─── Data shown ───
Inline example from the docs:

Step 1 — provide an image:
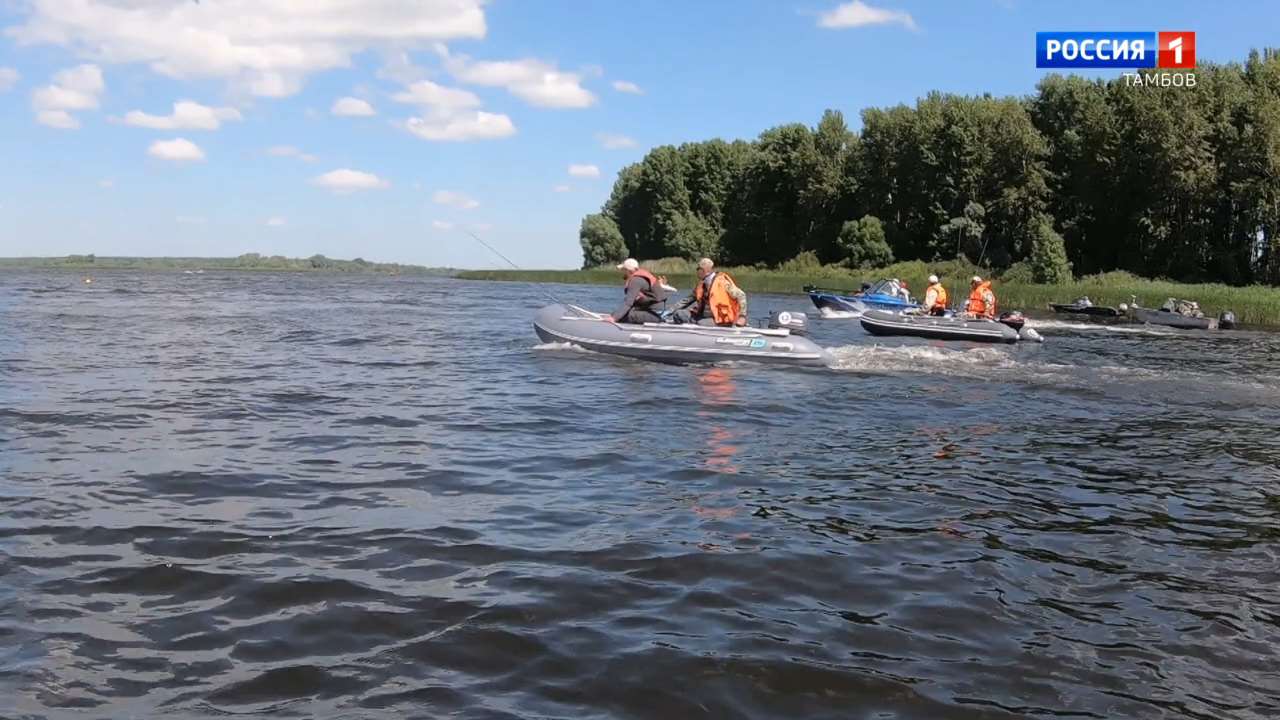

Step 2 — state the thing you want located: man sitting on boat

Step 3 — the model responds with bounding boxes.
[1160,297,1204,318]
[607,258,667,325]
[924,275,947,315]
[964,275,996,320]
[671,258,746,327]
───
─── Data shown ───
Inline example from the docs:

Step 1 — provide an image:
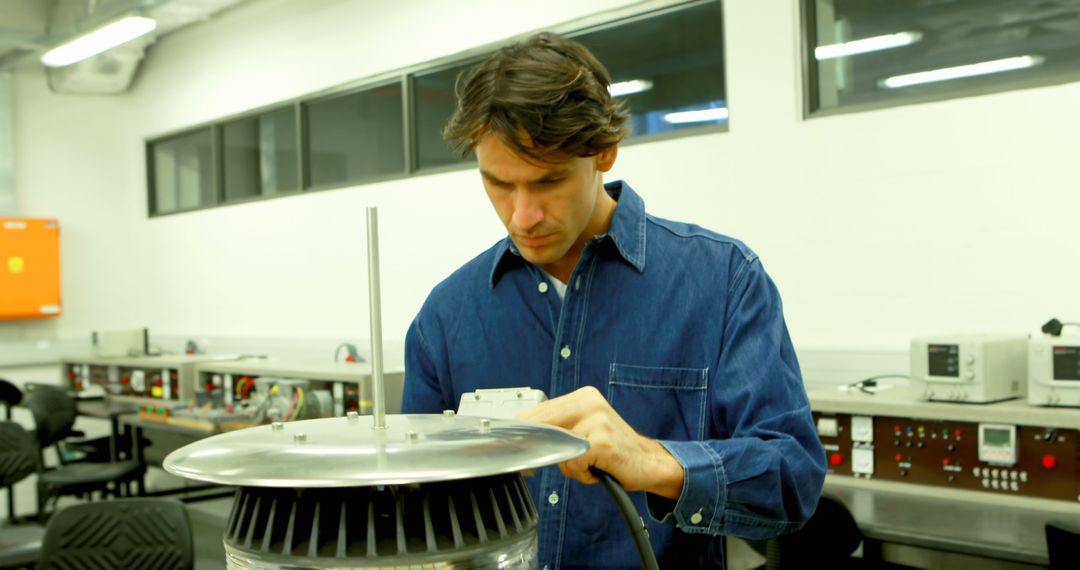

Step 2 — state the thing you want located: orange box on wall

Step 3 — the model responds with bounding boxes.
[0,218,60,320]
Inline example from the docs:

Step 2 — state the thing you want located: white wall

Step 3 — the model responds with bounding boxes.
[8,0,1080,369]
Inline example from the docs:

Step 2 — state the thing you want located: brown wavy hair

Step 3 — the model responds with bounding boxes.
───
Work instructions: Identify each line of the items above that contains the string "wall", matching case exactly, and copy those lines.

Result of this exercise:
Step 2 — state the thing you want located: orange box on wall
Step 2 — state the thing you want located: white wall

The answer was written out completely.